### WHAT IS ASKED:
Extract each line of the data and write it out again exactly.
________
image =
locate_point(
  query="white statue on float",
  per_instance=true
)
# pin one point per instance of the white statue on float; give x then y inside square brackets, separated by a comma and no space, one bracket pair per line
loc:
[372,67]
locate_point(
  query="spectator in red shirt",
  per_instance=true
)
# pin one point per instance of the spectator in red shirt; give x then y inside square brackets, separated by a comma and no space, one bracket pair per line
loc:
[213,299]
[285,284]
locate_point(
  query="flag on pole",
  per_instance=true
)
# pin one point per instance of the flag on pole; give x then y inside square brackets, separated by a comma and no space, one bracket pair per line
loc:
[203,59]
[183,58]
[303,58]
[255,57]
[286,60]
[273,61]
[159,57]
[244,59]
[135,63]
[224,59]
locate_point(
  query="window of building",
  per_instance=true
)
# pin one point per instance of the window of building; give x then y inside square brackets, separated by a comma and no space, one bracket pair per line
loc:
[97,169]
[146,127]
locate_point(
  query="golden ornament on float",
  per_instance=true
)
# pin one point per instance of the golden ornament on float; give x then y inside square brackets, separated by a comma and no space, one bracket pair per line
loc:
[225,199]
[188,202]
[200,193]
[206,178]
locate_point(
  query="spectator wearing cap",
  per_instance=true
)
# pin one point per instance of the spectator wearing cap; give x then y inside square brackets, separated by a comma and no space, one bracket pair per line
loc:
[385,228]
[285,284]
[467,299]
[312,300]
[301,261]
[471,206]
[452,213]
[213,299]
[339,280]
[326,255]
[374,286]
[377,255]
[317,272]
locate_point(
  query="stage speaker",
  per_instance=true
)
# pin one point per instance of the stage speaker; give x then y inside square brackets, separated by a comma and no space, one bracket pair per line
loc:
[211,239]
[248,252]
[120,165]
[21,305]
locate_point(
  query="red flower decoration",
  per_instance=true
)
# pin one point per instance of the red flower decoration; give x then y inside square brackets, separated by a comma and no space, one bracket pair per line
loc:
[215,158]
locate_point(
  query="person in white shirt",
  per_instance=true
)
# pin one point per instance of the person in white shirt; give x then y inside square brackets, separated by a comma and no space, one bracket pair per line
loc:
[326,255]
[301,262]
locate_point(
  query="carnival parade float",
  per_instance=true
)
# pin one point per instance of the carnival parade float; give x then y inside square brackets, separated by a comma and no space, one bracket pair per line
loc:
________
### CORRECT ANSWER:
image =
locate_point(
  query="white statue on float",
  per_instance=true
)
# pin one point per instance of the white statue on float; give x then y inside square brackets, separated by a comma and no space, one bracket pair per line
loc:
[372,67]
locate_point(
  query="spectator in red shirt",
  per_instance=true
)
# pin one point per instance of the spectator in red shirt; give x then y inside square brackets, separated by a comma and no space, one bracket pair per line
loc:
[213,299]
[285,284]
locate_point(
  query="flag on pole",
  per_instance=true
)
# pin one point per instance of the flag on pole; give x then y inside square brackets, separated by a comma and no space, one bracket pair per line
loc:
[203,59]
[183,58]
[303,58]
[255,57]
[286,60]
[273,61]
[159,57]
[244,59]
[135,63]
[224,59]
locate_point(
  query="window of building",
  per_instance=true
)
# pin one point per instance of the window of building; give x then y inside square brackets, separated by a comma and no space, one bracket pair per line
loc:
[97,169]
[146,127]
locate_point(
  query="golden ornament on float",
  per_instance=true
)
# pin one point per instance of the golden ornament on float; give x then y inside square brackets, separated by a comma and no space, one bracket pair per line
loc:
[225,199]
[188,202]
[200,193]
[206,178]
locate_point(
  query="spectator wearing cap",
  per_instance=true
)
# pin one point per instance of the spectator wearing cap; give x then y inside square brackets, separated by a comma and no space, one bracket pair per line
loc:
[385,228]
[285,284]
[467,299]
[312,300]
[301,261]
[471,206]
[452,213]
[213,299]
[339,280]
[326,255]
[374,286]
[377,255]
[317,272]
locate_point(
  query="stage speaker",
  per_instance=true
)
# pin one point per instance of the stage speaker; give x then y inside square brackets, separated by a comma and no space, one bracket pair per line
loc:
[211,239]
[248,252]
[120,165]
[21,305]
locate_point(
  query="red flower decoration",
  per_instance=true
)
# pin one point per instance of the red flower decoration; give x then y inside square brackets, separated by a comma and no space, one bracket pair per line
loc:
[215,158]
locate_point(
  query="person in white shirt",
  per_instance=true
)
# pin one point per instance of the person in white shirt; give x then y inside square brackets, separated by a comma and no space, one bracket pair per line
loc:
[326,255]
[301,262]
locate_point(
  query="carnival parade float",
  per_instance=true
)
# pin one point per instance of the carnival parade float; give x then y inside square brackets, separated by a comma and no space, one bracket pair per line
loc:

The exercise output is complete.